● **Goal**:
Copy the full set of lines exactly as given.

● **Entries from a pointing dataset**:
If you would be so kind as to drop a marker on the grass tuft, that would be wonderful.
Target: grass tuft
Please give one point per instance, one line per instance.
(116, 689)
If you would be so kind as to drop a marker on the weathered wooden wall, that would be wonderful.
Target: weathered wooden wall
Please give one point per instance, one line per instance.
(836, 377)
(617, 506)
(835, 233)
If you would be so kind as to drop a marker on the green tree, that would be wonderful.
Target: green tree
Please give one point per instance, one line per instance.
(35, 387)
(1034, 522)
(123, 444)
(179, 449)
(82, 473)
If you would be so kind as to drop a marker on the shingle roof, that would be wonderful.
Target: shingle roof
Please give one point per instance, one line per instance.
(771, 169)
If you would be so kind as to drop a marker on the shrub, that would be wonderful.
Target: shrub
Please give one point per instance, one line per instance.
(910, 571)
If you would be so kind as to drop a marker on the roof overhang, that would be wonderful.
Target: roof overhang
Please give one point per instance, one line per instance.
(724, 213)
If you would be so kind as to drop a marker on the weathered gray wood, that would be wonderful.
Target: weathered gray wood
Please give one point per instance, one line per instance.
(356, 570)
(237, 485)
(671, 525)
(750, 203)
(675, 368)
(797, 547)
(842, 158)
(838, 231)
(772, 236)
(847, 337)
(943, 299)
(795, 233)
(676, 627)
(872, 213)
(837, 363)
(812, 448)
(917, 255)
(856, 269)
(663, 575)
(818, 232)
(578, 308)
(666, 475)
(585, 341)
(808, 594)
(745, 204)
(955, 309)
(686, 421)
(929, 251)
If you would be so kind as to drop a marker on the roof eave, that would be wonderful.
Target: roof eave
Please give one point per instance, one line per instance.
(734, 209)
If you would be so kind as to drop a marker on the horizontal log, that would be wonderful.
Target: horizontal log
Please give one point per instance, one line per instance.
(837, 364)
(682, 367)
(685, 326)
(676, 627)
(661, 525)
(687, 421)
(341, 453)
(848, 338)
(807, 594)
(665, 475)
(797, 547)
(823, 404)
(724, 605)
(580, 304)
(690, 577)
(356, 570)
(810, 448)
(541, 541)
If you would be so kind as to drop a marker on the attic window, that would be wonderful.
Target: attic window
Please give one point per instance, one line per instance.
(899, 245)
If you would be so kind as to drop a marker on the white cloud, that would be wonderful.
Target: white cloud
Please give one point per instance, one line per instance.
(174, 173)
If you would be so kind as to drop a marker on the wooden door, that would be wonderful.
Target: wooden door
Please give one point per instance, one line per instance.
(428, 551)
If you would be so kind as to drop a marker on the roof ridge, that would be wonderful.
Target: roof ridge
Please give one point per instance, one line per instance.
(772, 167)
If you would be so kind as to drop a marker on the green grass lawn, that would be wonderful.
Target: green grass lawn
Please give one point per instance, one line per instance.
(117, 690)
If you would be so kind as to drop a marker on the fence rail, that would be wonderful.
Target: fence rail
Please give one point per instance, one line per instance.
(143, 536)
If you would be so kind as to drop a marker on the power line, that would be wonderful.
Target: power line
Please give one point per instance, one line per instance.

● **Expected answer**:
If you would be so kind as to drop a marker on the grass tuft, that would be wonderful.
Target: grass tuft
Please give one point per instance, one line per instance.
(116, 689)
If you would be so kind as to drop a marker on the weathered wooden wall, that would be wonderful.
Target: weathered wooden wall
Please give one point per instance, one line per instance.
(836, 377)
(617, 506)
(835, 233)
If you would be so kind as to drop a marker on the green tree, that would be wonderful.
Target: green tree
Please give one point per instance, one line per instance.
(35, 387)
(1034, 522)
(123, 444)
(179, 449)
(82, 473)
If you would be so kind as to drop a marker on the shingle roof, that would be wonderful.
Target: shingle roof
Please give one point per instance, one line per instance.
(771, 169)
If you would be so kind as to drop a marker on the shrub, that would be wonderful.
Target: shrub
Please give one point per instance, one line per instance.
(910, 571)
If you would be so kind as to drop a marker on the roof overhang, that would be wonderful.
Target: roof overhang
Please give one point per instance, one line per instance.
(724, 213)
If you would be so kind as to drop a marker on the weathered gray wood, that would be wonderful.
Target: weathered gray wood
Please give one point per instance, one line per instance.
(356, 570)
(237, 485)
(671, 525)
(750, 203)
(675, 368)
(797, 547)
(842, 158)
(838, 231)
(772, 236)
(847, 337)
(943, 299)
(795, 233)
(676, 627)
(872, 213)
(837, 363)
(812, 448)
(917, 255)
(856, 269)
(663, 575)
(818, 232)
(578, 308)
(666, 475)
(585, 341)
(808, 594)
(745, 204)
(955, 309)
(686, 421)
(929, 251)
If you would be so kind as to drop a marker on the roof eave, that would be wonderful.
Target: roof eave
Please give one point per instance, one line per instance.
(734, 209)
If you would be so kind as to drop a marker on the horizontal log, that would be wonderful.
Target: horizontal log
Please give one point per instance, one line per instance.
(837, 364)
(682, 367)
(685, 326)
(676, 627)
(661, 525)
(687, 421)
(341, 453)
(848, 338)
(807, 594)
(665, 475)
(797, 547)
(823, 404)
(724, 605)
(580, 304)
(690, 577)
(356, 570)
(810, 448)
(541, 541)
If you would be so kind as to drop a marker on the attic window, that would be wonderful.
Target: attic window
Please give one point per instance, one line per instance.
(899, 245)
If you would be so kind as to drop a marker on the white cloud, that would be wonderful.
Target: white cloud
Please give one point per instance, one line per instance.
(174, 173)
If you would be so kind as to drop a marker on the wooden door, that would be wonderful.
Target: wooden door
Please give one point per instance, one line per instance.
(428, 551)
If you would be so kind as to drop a marker on the roof ridge, that would be wonderful.
Target: roof ridge
Please give one point per instance, one line per instance.
(772, 167)
If you would be so kind as to drop a marker on the green grass lawn, that would be wonderful.
Target: green grass lawn
Please give one point per instance, one line per instance.
(117, 690)
If you would be so kind as to drop a marker on the fence rail, that would be wonderful.
Target: fence rail
Please give one point per instance, one line per instance.
(143, 536)
If you would be so kind as to drop a marker on the power line, that would be wonderful.
Target: power line
Please give one point per instance, one line per instance.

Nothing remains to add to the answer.